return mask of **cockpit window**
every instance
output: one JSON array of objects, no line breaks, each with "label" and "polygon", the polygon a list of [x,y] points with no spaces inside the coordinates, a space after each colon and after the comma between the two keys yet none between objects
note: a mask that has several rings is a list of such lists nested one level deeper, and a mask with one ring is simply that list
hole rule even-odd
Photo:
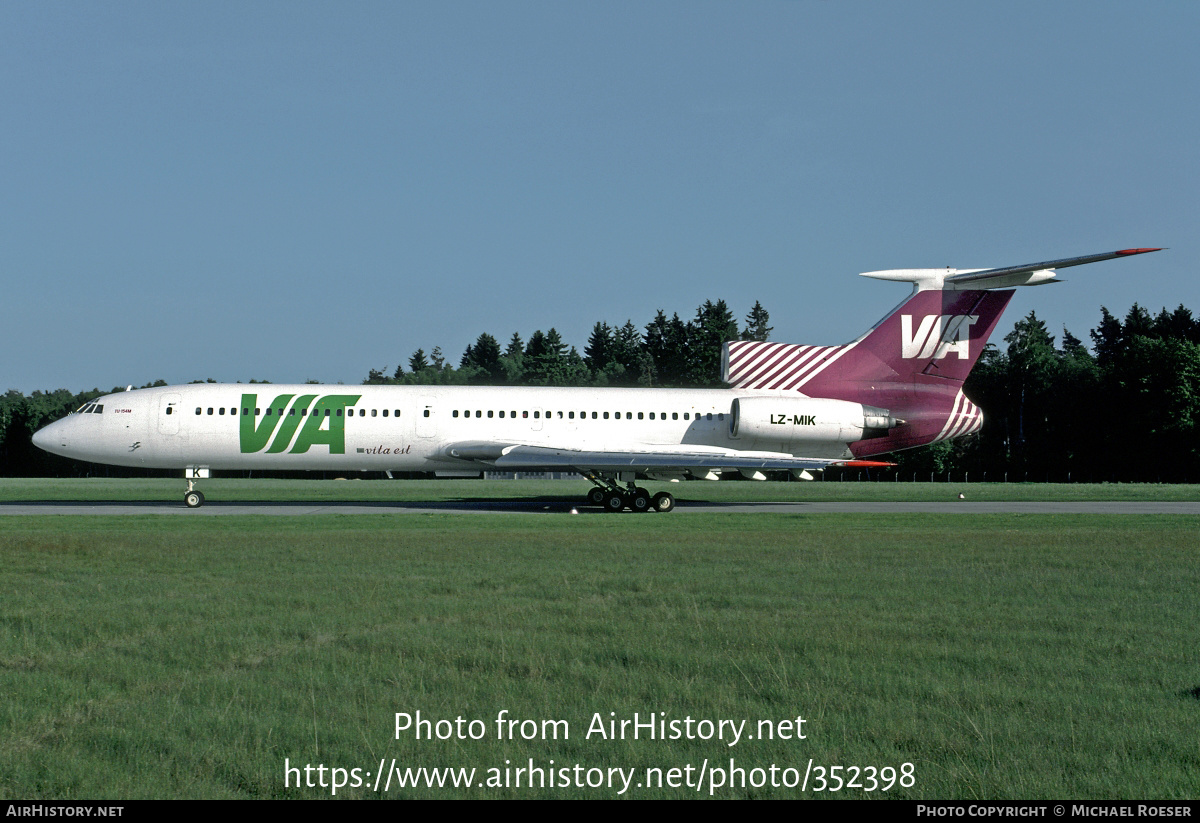
[{"label": "cockpit window", "polygon": [[76,414],[103,414],[104,413],[104,404],[103,403],[93,403],[92,401],[89,400],[88,402],[86,402],[82,406],[80,406],[78,409],[76,409],[75,413]]}]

***

→ REQUIRED ACTION:
Word for word, output the lines from the line bearing "note: a mask" through the end of the records above, and only those, without the pictures.

→ OUTPUT FOR THIS EXERCISE:
note: a mask that has several rings is a list of such lists nested one level deeper, and a mask with one ring is simply that list
hole rule even-odd
Photo:
[{"label": "cockpit window", "polygon": [[76,414],[103,414],[104,413],[104,404],[103,403],[93,403],[92,401],[89,400],[88,402],[86,402],[82,406],[80,406],[78,409],[76,409],[75,413]]}]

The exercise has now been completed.